When we were reading Mrs. Dalloway, I felt a strong connection to Septimus as well as resentment towards his doctors. W.H.R. River’s article on mistreatments of patients with shell shock made me further understand the mindset of mental doctors during Woolf’s time period. If Dr. Bradshaw and Dr. Holmes had told Septimus to accept and confront his traumatic memories of the war, suicide may have been avoided.
I connected deeply with Septimus on a personal level because I have family members who struggle with chronic depression. I remember times when friends have joked about being “depressed” and I would react very defensively. Chronic depression interferes with day to day life, and sadly enough, there are still people who do not see depression as a serious illness. Some would still falsely argue that it’s because the person is “too emotional” or “weak.”
====================
Exercises to complete ▸
A – In the reflection on Mrs. Dalloway, what did the writer read that gave further understanding of the mindset of mental doctors in Woolf's time?
B – Carry on with the reflection on Mrs. Dalloway, writing the next part after its final sentence.
The listing that comes next has nothing to do with the reflection on Mrs. Dalloway.

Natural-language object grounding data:
====================
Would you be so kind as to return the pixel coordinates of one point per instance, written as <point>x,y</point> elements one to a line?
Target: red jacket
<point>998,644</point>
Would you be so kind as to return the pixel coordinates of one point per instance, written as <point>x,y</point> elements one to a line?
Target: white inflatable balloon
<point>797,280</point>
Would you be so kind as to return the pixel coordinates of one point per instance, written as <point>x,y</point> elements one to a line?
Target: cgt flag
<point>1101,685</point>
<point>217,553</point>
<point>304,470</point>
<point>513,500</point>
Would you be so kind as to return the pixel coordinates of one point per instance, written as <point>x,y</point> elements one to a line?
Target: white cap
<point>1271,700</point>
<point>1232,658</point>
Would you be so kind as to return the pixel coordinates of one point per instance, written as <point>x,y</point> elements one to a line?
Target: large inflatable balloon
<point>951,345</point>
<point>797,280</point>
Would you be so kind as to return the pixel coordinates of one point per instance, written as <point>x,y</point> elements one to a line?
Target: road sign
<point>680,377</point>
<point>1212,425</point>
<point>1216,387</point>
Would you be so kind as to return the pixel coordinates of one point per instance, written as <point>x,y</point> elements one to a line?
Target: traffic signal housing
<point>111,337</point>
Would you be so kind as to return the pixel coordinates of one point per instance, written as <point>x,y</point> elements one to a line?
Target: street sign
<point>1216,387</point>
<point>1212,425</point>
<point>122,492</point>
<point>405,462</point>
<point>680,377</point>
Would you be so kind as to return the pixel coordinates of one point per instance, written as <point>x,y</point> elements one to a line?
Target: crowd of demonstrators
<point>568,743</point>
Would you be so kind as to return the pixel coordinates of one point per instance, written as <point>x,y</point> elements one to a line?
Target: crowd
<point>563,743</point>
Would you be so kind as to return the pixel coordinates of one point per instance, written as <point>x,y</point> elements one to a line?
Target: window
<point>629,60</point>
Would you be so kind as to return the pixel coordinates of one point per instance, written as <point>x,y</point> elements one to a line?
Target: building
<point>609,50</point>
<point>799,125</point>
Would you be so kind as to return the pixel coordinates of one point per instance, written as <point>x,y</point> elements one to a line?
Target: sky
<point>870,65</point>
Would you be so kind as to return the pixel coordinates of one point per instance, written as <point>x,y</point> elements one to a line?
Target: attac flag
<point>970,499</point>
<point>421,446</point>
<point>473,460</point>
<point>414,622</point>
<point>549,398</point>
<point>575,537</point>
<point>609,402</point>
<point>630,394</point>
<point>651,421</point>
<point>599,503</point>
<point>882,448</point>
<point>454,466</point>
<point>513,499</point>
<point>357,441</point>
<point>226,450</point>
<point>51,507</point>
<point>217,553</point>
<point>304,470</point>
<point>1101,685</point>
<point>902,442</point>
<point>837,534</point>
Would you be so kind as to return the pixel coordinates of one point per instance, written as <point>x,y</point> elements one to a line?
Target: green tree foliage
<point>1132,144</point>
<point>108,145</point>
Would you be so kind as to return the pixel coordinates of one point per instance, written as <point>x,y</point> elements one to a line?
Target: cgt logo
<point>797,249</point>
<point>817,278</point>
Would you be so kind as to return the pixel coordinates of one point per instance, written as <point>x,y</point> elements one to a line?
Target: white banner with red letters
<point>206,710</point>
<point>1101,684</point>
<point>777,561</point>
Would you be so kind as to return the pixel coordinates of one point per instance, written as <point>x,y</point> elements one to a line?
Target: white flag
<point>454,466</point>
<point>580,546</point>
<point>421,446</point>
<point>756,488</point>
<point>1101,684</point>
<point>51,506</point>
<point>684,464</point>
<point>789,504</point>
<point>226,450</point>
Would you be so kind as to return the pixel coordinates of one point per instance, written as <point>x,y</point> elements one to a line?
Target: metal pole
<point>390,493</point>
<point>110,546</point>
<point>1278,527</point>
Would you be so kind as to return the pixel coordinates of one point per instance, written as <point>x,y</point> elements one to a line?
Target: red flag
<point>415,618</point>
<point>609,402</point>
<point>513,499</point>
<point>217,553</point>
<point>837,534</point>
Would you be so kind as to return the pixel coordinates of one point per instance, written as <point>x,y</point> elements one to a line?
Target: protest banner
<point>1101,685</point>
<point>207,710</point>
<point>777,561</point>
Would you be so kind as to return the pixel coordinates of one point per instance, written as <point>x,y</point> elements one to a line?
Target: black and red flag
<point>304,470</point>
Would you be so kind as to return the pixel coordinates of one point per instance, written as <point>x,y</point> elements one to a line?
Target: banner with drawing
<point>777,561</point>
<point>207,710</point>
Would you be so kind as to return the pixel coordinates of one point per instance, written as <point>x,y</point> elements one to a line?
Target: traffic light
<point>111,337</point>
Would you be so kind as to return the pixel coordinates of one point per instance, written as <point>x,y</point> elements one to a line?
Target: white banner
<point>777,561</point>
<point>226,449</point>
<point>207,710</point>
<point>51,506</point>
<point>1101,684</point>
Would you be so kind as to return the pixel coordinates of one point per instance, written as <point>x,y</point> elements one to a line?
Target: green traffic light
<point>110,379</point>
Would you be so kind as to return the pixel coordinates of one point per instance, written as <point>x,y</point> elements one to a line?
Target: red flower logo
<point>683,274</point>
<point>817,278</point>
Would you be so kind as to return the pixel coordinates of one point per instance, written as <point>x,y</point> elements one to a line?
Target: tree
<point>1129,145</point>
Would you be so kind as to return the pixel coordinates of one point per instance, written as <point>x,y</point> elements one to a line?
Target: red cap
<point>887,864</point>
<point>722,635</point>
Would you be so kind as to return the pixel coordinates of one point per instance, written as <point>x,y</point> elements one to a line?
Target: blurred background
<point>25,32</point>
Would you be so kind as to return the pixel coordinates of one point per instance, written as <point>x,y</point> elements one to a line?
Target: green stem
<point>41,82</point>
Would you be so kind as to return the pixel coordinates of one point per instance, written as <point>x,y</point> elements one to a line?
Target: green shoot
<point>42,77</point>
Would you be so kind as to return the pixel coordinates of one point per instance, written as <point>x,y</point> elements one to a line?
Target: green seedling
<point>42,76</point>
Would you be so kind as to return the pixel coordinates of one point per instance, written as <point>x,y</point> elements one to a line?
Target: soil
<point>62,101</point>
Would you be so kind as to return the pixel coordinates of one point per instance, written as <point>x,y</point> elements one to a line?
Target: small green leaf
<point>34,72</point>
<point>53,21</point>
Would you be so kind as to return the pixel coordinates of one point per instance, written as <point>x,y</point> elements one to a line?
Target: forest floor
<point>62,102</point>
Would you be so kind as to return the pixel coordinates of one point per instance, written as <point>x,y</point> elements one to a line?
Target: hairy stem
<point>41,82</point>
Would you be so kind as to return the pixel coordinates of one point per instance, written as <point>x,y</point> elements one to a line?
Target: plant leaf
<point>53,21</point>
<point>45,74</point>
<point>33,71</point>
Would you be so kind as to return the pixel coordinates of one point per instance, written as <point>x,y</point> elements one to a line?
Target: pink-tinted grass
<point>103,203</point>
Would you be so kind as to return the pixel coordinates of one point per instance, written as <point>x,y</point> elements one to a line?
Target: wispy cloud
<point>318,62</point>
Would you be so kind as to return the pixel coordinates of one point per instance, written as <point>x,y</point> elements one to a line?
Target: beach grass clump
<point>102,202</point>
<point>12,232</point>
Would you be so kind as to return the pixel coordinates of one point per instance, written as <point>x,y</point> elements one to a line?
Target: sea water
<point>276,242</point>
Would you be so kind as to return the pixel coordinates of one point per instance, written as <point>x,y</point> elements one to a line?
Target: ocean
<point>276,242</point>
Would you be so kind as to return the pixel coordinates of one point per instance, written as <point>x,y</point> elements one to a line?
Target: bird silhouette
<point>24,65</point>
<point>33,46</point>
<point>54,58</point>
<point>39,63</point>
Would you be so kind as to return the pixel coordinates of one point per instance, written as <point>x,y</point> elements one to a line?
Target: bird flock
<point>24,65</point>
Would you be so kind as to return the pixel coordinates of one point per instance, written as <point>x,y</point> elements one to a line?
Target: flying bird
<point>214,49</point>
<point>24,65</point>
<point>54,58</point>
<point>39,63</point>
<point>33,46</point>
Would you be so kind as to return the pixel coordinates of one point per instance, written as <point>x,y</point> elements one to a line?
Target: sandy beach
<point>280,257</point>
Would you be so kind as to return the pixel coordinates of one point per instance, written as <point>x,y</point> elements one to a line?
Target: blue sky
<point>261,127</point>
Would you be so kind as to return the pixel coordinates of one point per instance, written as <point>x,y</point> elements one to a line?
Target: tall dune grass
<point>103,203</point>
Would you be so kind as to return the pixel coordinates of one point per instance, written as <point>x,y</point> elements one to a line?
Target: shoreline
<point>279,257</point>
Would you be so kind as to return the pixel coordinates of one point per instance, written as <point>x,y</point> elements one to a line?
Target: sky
====================
Outputs for the tasks ▸
A – W.H.R. River's article on mistreatments of patients with shell shock.

B –
It was upsetting to imagine Septimus dealing with traumatic war experiences on his own terms, without the understanding of his wife and doctors. He was simply blamed and labeled as selfish and unmanly. In my own personal experiences, even with the help of close friends and family members, it’s a constant struggle to move past the experiences that caused their current mental states. It was clear that talking and letting emotions help, and luckily my relatives had a good psychiatrist that did the right thing and simply listened. Though I was not diagnosed with depression, I also had to deal with living in an abusive household two years ago. I learned for myself that even without having a mental illness, ignoring feelings of pain or suffering only deepens the wound. When I first talked about my experiences with a friend, it actually lifted a lot of weight over my shoulders.